Write out all the material below again, requests included, but leave the pictures out. Scale every box coordinate in the answers by 0.6 and round each to a whole number, with halves rounding up.

^^^^

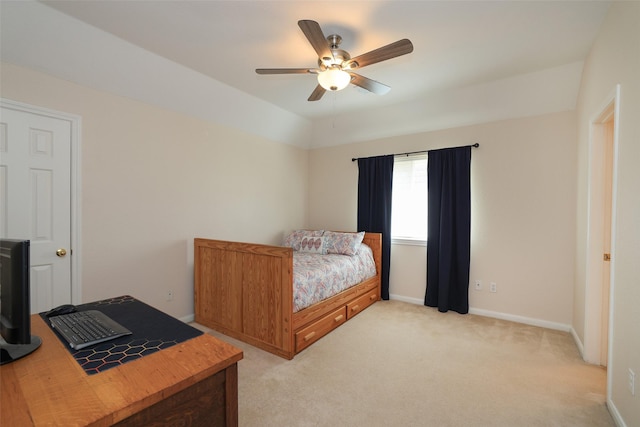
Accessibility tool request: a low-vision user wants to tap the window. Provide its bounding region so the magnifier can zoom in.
[391,153,427,244]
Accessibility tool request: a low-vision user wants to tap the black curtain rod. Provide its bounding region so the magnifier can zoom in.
[351,142,480,162]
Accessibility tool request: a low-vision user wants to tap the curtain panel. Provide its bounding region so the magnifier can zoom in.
[424,147,471,314]
[358,155,394,300]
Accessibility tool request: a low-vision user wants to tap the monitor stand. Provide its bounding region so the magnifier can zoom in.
[0,335,42,365]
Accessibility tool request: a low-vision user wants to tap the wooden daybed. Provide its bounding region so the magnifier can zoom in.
[194,233,382,359]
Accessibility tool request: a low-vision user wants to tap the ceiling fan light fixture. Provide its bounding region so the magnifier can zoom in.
[318,67,351,91]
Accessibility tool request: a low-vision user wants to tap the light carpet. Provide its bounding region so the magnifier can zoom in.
[196,301,615,427]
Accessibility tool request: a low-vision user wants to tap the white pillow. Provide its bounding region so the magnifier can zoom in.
[282,230,324,251]
[299,236,327,255]
[323,231,364,255]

^^^^

[Reply]:
Accessibility tool request: a low-vision user wants to tap the window. Provide its bounding region so the magnifier can zoom in.
[235,92,256,146]
Accessibility tool request: a low-vision user wants to tap the black curtain rod. Provide its bounding region so the magnifier can zoom in.
[211,85,288,97]
Accessibility tool request: a low-vision user wants to tap the curtain panel. Provide its bounding region so the magnifier can zoom in.
[254,88,283,188]
[215,93,236,180]
Accessibility tool request: a low-vision user wants to tap the monitor stand. Provide its bounding region so the magnifier can zoom in.
[0,201,25,219]
Accessibility tool request: a low-vision user wants to tap the wooden daybed. Provide its bounding region so the magnifier can zoom in.
[116,140,229,215]
Accessibility tool request: a low-vision user wants to tap the ceiling fan light fixture. Provide its bounding region so the magnifier can zoom in.
[191,40,211,55]
Accessibility tool request: a low-vision user wants to tap the light carpet. Provide its bounding region so the magnifier can zoom in.
[118,181,369,256]
Accessibility tool request: a low-vision user wants to tap the white pillow. Provide its bounding region so the magnifier can zoom in.
[169,138,194,151]
[179,142,196,153]
[194,139,218,153]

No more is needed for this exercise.